In a clear sign the pendulum is swinging the other way, this afternoon the FCC voted to reduce its regulatory power and put an end to net neutrality.  By repealing Obama era regulations governing Internet service providers (ISPs), government oversight will now return to a more "light touch" approach.  Anyone that has been online in the past few weeks has probably come across the dire predictions of advocates of these regulations.  When repealed, its argued, the internet will cease to be the open and free landscape that has fostered so much innovation.  The dystopian future would instead belong to monopolists who would shut down competition and nickel and dime customers for individual websites and essential services.  We believe this view to be both alarmist and completely unfounded.

Even though the repeal effort has been framed as a massive giveaway to large corporations, it's important to remember this is simply a return to pre-2015 regulations.  This means ISPs would no longer be subject to FCC oversight through "title II" rules under the Telecommunications Act of 1996.  Further, there was no evidence of widespread abuse by ISPs leading up to the new rules being adopted in 2015. The changes were instead made based on the theoretical chance that abuse could happen in the future, setting a dangerous regulatory precedent.  

Many argue that any step that we can take to protect against bad behavior is worth taking.  However, regulation always has unintended consequences. The forgone opportunities from shifting resources from productive uses to compliance harms innovation and regulatory capture means more market power for the very companies that you set out to check.  In many cases, government taxes and regulations effectively limit competition.  Large incumbents can afford the costs of compliance while their smaller competitors can't.  Lobbyists don't come cheap either, and are able to ensure that new laws and regulations favor established ISPs.

**TO-DO LIST:**
a: According to the net neutrality piece, under which act did "title II" rules give the FCC oversight of ISPs?
b: Please quote everything in the net neutrality piece from "Many argue that" down to "favor established ISPs.".
The entries after the net neutrality piece aren't needed.

**MATERIAL SUPPLIED:**
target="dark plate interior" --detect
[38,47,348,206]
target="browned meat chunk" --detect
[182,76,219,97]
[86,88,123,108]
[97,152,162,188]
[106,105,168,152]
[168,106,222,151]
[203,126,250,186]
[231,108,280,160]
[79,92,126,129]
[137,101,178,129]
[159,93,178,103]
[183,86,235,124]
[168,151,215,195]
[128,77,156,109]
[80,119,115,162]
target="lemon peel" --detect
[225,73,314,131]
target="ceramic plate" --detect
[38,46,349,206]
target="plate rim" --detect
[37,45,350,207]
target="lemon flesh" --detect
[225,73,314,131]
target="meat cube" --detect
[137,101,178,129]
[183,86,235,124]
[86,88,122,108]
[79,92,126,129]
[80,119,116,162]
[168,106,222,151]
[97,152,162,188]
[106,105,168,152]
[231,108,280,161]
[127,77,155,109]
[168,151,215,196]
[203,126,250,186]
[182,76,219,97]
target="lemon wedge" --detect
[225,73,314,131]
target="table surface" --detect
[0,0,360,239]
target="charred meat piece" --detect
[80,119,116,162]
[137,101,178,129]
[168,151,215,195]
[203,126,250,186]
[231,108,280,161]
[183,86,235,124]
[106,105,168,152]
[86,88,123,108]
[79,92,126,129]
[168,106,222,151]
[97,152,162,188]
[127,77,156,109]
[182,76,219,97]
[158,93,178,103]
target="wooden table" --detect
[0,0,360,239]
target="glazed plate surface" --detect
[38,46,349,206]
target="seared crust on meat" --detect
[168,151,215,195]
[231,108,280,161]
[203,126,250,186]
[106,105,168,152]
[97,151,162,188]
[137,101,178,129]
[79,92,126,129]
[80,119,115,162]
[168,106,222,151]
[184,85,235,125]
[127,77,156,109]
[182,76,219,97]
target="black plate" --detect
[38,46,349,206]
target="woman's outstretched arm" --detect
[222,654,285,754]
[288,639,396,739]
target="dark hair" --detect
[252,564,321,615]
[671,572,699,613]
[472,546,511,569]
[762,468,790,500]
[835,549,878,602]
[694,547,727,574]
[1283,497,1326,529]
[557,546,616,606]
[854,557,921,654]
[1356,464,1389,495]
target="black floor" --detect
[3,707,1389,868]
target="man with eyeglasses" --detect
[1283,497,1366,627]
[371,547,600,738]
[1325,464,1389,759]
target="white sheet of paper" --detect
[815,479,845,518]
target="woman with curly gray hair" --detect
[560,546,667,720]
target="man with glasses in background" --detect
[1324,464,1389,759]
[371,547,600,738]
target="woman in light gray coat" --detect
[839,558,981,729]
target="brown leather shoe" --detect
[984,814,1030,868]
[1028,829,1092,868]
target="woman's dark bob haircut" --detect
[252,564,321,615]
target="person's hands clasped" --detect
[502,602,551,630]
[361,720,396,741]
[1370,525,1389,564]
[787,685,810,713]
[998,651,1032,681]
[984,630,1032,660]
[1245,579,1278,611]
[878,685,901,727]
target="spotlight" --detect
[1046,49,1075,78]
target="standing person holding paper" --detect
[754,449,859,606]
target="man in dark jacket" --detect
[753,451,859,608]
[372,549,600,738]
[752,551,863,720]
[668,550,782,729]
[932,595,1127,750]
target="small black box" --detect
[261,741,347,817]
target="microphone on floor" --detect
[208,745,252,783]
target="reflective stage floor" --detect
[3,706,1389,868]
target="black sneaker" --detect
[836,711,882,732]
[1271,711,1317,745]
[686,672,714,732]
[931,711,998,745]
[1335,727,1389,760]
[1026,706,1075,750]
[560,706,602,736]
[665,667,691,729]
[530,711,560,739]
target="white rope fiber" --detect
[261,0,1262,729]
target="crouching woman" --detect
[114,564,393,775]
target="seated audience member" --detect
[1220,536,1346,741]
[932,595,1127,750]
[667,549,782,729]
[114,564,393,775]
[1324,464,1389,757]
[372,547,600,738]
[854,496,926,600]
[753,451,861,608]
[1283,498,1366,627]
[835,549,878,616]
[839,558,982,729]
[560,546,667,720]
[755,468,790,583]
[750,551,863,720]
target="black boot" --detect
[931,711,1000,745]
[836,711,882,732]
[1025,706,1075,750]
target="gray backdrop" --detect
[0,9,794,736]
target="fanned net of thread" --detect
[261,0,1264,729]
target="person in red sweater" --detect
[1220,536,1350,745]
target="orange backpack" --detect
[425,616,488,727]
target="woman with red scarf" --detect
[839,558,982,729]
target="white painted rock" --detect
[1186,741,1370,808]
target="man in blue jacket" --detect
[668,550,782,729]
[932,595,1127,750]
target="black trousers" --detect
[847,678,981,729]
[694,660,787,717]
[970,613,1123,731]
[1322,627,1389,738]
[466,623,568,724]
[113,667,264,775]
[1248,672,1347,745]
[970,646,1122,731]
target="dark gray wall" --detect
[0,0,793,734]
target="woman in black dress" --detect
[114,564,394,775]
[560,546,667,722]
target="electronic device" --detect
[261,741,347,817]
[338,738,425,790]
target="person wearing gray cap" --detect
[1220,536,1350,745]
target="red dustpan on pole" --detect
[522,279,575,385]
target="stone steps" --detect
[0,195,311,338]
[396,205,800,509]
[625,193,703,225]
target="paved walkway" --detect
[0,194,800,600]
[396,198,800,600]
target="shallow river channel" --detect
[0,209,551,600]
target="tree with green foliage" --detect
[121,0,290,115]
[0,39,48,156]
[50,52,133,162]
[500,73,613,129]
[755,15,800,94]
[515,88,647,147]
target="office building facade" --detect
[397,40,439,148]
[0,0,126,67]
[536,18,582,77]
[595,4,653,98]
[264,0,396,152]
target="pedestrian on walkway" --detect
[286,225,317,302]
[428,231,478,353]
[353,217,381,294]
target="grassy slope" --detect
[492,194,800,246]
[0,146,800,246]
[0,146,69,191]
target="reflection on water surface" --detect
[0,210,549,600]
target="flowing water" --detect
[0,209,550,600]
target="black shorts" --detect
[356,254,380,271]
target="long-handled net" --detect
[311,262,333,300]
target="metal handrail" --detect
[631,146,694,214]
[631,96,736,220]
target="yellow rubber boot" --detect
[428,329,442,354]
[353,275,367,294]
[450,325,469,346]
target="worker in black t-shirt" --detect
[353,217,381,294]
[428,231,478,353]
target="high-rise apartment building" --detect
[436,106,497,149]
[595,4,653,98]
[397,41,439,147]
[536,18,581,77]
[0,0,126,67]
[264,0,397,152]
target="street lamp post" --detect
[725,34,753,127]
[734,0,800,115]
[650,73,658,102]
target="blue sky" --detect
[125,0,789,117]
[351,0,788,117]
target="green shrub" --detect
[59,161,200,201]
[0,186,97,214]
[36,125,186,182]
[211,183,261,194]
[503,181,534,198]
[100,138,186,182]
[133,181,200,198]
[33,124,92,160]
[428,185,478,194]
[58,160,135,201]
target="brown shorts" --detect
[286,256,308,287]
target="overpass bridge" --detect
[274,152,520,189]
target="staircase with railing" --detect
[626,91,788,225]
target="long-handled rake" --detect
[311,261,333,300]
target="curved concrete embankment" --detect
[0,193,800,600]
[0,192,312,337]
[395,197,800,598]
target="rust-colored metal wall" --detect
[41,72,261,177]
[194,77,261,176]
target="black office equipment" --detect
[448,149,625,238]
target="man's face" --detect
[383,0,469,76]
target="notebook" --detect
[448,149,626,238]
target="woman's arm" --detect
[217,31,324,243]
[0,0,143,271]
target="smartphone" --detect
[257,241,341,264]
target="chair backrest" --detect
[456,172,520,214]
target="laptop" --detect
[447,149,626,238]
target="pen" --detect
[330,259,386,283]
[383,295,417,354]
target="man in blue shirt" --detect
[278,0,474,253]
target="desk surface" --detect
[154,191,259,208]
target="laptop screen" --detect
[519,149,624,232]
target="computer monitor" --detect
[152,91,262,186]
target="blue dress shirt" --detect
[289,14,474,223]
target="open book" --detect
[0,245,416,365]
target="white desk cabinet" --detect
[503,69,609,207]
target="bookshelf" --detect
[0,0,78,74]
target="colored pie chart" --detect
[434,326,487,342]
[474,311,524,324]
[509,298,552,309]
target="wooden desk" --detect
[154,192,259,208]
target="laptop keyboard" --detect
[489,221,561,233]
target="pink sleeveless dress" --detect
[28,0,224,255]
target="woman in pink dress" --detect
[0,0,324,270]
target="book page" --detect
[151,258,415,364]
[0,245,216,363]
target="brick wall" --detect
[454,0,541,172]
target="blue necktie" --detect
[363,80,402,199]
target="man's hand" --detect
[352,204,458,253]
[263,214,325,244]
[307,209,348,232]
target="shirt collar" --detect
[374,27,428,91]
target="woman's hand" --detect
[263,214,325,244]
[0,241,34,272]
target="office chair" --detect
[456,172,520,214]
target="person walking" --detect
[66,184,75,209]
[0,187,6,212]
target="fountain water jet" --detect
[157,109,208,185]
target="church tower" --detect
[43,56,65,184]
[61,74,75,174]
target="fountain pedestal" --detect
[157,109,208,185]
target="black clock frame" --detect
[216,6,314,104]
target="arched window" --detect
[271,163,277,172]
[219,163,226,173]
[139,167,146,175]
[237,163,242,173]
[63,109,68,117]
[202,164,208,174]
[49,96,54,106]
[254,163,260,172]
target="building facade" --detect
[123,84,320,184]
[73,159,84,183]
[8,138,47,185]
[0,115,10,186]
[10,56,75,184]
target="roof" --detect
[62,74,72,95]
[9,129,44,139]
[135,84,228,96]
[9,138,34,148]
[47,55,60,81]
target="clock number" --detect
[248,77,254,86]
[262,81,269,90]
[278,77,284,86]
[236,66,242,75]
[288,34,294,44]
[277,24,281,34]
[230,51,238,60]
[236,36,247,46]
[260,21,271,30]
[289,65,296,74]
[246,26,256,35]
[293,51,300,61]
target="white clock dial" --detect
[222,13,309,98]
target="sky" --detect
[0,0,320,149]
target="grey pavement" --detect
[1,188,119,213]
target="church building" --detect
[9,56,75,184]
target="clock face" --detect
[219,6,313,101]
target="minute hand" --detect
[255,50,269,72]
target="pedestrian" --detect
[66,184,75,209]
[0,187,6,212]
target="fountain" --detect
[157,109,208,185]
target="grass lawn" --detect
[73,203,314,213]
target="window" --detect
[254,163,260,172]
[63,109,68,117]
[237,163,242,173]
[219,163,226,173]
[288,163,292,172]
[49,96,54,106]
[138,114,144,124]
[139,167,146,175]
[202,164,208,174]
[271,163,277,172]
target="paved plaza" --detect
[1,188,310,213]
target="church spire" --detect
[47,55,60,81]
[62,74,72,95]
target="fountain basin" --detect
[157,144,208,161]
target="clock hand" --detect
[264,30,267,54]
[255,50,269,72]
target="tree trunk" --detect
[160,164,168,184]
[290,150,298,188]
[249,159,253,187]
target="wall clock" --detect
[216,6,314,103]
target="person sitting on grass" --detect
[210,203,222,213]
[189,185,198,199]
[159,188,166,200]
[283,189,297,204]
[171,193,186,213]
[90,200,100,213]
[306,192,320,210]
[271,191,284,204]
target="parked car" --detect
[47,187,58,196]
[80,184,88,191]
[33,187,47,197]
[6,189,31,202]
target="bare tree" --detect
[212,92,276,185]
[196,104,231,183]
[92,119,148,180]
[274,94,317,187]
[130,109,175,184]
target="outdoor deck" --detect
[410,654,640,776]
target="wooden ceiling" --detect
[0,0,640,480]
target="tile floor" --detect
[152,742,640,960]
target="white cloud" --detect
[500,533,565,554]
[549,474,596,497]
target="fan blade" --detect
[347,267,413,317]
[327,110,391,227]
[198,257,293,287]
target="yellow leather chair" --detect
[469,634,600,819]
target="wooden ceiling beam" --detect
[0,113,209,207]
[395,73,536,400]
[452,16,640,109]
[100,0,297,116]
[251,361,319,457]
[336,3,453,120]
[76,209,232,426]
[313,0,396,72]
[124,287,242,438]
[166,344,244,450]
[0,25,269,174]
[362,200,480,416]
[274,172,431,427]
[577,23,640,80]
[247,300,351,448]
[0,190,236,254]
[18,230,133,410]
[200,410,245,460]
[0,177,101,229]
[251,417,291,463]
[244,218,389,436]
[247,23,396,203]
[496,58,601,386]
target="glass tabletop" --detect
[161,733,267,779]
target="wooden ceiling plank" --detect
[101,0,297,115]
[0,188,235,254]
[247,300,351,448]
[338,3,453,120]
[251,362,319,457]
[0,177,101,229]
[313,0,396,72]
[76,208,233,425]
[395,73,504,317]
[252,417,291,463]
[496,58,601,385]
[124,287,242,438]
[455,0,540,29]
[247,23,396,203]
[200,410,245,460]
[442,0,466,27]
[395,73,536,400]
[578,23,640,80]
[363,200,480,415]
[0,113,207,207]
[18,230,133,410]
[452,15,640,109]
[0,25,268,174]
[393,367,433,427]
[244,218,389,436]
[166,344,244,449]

**ANSWER LIST:**
a: The Telecommunications Act of 1996.

b:
Many argue that any step that we can take to protect against bad behavior is worth taking.  However, regulation always has unintended consequences. The forgone opportunities from shifting resources from productive uses to compliance harms innovation and regulatory capture means more market power for the very companies that you set out to check.  In many cases, government taxes and regulations effectively limit competition.  Large incumbents can afford the costs of compliance while their smaller competitors can't.  Lobbyists don't come cheap either, and are able to ensure that new laws and regulations favor established ISPs.